#### Text shown:
--
January 05, 2004

and uh -- then what?

There's a piece in the 1/3/2004 NYT, featuring recent research on disfluencies by Liz Shriberg, Herb Clark, Jean Fox Tree and others. This is an area where a lot of good work has been done over the past decade or so. Predictably, the writer is most impressed by Nicholas Christenfeld's 1991 finding that "humanities professors say you know and uh 4.85 times per minute, social scientists 3.84 and natural science professors 1.39 times", and that "drinking alcohol reduces ums." (Christenfeld seems to have a flair for catchy research -- he's also known for studying whether a machine can tickle.)

One of the things that I like about disfluency research is that it has produced some exemplary collaborations between psycholinguists and engineers, especially in the work of Andreas Stolcke and Liz Shriberg. As an example of how this interplay works, I'll describe one of their early papers, "Statistical language modeling for speech disfluencies". Proc. IEEE Intl. Conf. on Acoustics, Speech and Signal Processing, vol. 1, pp. 405-408, 1996 (HTML, PDF). They test the hypothesis that conversational transcripts would be more coherent (from an information-theoretic point of view) if disfluencies such as filled pauses (ums and uhs) were removed.

They trained a trigram model on 1.8M words of Switchboard transcripts, and tested on 17.5K words of held-out transcripts, comparing a model in which the filled pauses were edited out with one in which they were left in place. They did this in two different ways, in one case dividing the conversations into "phrases" based on the occurrence of pauses, and in the other case dividing the conversation into "phrases" on the basis of linguistic content. The initial and final "phrase boundaries" (however they are defined) function like words in the sequence, so that after the final word of a phrase, the thing to be predicted is the phrase end, rather than the first word of the next phrase. Likewise, the first word of a phrase is predicted based as following a phrase boundary, rather than following the final word of the previous phrase.
--
#### Data lines:

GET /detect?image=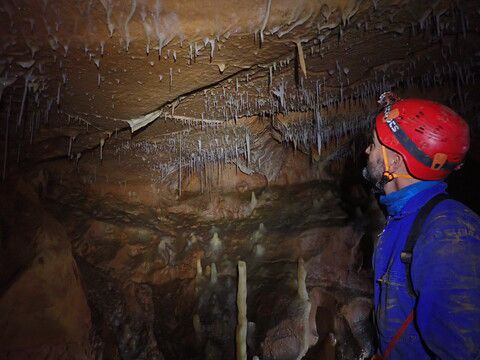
--
#### Short task:
Continue the post on disfluency research and filled pauses in language models from where it stops.

#### Output:
In both cases, the measure of coherence is the local perplexity, which is 2 raised to the power of the local entropy. This is a way of quantifying how predicable the next word is. It's simple to calculate this, given a statistical model of word sequences. Let's say we want the perplexity of the word immediately following (all the examples of) uh in the test data. For each such word wi we estimate its conditional probability pi (given the previous two words in the text), and across all the uhs (about 500 in their test), we average the quantity -log2(pi). This average is an estimate of the local entropy e (with respect to the statistical model), and the local perplexity is just 2e. For those who aren't familiar with this measure, it may help to note that if N different words are possible at a given point, and all of them are equally likely, then the perplexity at that point is N. The information-theoretic perplexity is just a way of keeping track of the degree of uncertainty -- the effective "branching factor" -- when the alternatives are not equally likely.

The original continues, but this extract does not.